Another recommendation was to have a faster response of access to vaccines. One of the reasons why the pandemic proceeded for a long period of time was that there was limited access to the virus. As such the response became more of trying to achieve to a solution instead of prevention. The report drafters noted that the WHO should include negotiations under the Open-ended Working Group of Member States on Pandemic Influenza Preparedness. The negotiations could lead to wider availability of the vaccines and other benefits such as timely sharing of the influenza virus.
Personal recommendations
One recommendation is that there should be proper planning and preparedness as they observe the worst case scenario. The previous planning by the WHO focused on fighting diseases that were less severe and could be treated easily. However, they should start planning by observing worst case scenarios. Worst case scenario planning would ensure that the resources which can be used to fight the pandemic are adequate. Additionally, it would ensure that the situation would be handled effectively in case it occurs over a long period of time.
Low and McGeer (2010) assessed the response and pandemic preparedness in Canada. Their study found that the limit in resources could best be addressed by having the entire situation become a local responsibility for every region. They note that knowledge translation and communication ought to be handled locally and not according to the general clinical and public perception of handling it on a national level. This will ensure that the existing local public health infrastructure is put into use when fighting the pandemic.
The polluter pay’s principle can also be applied to fight future pandemics and their occurrences. According to the polluter pays’ principle, the cost of pollution should be handled by those that cause it (Ambec and Ehlers, 2014). This calls for vigilance in combating the pandemic in the country that could have caused it. Additionally, it would be the responsibility of countries that have the disease prevalent in their nations to limit its spread to other nations. The principle would ensure that each country takes full responsibility of the pandemic and limits its spread to other nations. This would ensure that the disease can be contained easily with few or limited resources.
In conclusion, the response problem as a result of the H1N1 virus of 2009 was the lack of adequate resources to confront the incident which lasted for several years. The WHO had a limit in the capacity to respond to public-health emergencies which occur in the long-term. This led to several problems such increased spread, strains on healthcare resources, and strains on healthcare staff. The WHO tried to combat this problem by raising the status of the disease to a national health concern level to mobilize the resources of member states. The report had recommendations such as having a contingency fund, establishing a robust global workforce, and faster response to accessing vaccines. Recommendations from research noted the need to plan through worse case scenarios, addressing the pandemic locally, and following the polluter’s pay principle.

------

• _GOAL OF THE EXERCISE_
In the passage above on pandemic response, what did Low and McGeer (2010) assess?

------

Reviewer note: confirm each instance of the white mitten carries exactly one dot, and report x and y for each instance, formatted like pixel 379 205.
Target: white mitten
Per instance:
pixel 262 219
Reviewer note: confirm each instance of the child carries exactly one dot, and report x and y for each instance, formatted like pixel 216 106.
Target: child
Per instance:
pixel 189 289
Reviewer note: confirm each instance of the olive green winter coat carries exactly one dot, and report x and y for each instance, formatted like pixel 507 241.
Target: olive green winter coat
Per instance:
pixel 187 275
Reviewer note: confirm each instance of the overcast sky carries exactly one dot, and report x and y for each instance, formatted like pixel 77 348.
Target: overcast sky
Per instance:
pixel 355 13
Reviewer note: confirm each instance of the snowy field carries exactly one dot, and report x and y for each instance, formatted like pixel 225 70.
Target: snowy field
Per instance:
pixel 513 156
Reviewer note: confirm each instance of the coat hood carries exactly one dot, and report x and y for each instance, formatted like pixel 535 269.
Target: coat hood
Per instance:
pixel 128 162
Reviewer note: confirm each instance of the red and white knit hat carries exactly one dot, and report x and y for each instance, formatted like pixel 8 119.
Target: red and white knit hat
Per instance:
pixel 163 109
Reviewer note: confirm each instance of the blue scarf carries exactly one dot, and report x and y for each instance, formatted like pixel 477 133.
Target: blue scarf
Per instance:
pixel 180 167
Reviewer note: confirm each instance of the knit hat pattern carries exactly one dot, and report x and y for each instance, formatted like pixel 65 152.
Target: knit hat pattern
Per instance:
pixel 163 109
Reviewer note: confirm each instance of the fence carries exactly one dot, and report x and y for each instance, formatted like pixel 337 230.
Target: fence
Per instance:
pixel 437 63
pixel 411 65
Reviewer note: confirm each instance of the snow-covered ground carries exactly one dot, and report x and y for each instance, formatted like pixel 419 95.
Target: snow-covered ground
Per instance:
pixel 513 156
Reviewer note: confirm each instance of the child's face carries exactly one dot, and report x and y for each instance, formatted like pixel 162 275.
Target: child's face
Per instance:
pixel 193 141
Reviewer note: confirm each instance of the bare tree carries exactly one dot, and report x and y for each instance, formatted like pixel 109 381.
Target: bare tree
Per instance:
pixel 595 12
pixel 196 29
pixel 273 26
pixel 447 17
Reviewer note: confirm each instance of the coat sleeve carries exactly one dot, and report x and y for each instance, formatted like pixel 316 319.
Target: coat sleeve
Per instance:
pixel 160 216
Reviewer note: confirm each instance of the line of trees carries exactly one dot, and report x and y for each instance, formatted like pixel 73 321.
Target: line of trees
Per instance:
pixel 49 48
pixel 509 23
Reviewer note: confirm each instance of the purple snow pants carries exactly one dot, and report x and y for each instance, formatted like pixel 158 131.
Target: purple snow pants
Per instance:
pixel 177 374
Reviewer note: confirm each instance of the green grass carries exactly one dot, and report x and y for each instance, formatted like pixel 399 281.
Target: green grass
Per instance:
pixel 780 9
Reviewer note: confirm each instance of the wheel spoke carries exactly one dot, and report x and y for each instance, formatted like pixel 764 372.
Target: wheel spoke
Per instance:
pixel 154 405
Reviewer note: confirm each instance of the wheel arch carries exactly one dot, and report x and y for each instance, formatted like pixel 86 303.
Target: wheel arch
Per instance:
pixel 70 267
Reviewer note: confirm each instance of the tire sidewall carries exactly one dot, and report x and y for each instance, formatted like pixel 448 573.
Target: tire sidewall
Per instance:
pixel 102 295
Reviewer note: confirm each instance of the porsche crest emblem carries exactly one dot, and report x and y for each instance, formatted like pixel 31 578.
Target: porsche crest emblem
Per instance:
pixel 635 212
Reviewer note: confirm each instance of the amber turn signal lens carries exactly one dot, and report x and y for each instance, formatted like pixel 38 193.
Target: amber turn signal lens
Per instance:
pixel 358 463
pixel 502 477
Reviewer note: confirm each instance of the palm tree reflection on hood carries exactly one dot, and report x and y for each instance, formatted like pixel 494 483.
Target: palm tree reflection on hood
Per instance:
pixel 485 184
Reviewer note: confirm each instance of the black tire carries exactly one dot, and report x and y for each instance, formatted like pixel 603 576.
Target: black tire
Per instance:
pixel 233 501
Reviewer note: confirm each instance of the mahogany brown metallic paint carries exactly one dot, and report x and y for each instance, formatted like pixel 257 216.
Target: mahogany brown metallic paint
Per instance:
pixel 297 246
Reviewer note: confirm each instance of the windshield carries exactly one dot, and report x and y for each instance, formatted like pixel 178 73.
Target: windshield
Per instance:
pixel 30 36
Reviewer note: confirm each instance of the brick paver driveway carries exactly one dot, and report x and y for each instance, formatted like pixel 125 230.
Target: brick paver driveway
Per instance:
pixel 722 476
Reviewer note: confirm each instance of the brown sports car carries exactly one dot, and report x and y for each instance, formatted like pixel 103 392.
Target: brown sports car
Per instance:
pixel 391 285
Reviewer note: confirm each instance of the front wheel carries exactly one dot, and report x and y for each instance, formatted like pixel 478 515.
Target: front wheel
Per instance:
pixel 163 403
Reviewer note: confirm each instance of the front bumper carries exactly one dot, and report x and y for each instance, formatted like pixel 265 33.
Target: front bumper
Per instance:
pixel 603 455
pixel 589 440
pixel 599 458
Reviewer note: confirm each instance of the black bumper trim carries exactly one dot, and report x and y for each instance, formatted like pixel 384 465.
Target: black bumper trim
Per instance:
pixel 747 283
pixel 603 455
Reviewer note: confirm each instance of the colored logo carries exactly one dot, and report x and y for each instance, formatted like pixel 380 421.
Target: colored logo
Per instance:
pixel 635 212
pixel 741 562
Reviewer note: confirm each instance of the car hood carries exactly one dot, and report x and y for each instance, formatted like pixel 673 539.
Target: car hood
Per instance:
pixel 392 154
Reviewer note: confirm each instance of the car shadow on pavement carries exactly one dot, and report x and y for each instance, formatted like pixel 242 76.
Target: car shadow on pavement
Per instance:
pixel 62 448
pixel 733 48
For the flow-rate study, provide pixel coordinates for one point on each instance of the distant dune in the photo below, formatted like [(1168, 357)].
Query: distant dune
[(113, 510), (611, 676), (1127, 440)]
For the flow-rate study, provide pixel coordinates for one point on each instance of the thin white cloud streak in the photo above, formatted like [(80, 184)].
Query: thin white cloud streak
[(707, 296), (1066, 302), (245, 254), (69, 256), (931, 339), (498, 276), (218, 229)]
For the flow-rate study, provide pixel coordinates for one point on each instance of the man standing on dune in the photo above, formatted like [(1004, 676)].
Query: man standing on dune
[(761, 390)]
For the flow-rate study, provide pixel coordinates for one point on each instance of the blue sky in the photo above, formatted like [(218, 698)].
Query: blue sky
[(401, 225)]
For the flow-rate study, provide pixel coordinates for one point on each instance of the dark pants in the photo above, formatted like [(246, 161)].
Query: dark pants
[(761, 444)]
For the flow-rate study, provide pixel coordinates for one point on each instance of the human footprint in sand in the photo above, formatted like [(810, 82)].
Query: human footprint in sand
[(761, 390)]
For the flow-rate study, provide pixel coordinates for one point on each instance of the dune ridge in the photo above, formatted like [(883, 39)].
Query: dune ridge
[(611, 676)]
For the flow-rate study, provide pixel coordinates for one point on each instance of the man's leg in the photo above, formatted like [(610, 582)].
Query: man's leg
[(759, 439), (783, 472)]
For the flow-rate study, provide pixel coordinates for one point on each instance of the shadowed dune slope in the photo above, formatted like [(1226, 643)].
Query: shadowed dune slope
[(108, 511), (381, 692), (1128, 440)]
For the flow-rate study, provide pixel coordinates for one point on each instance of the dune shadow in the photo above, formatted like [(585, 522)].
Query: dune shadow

------

• _PROBLEM SOLUTION_
They assessed the response and pandemic preparedness in Canada.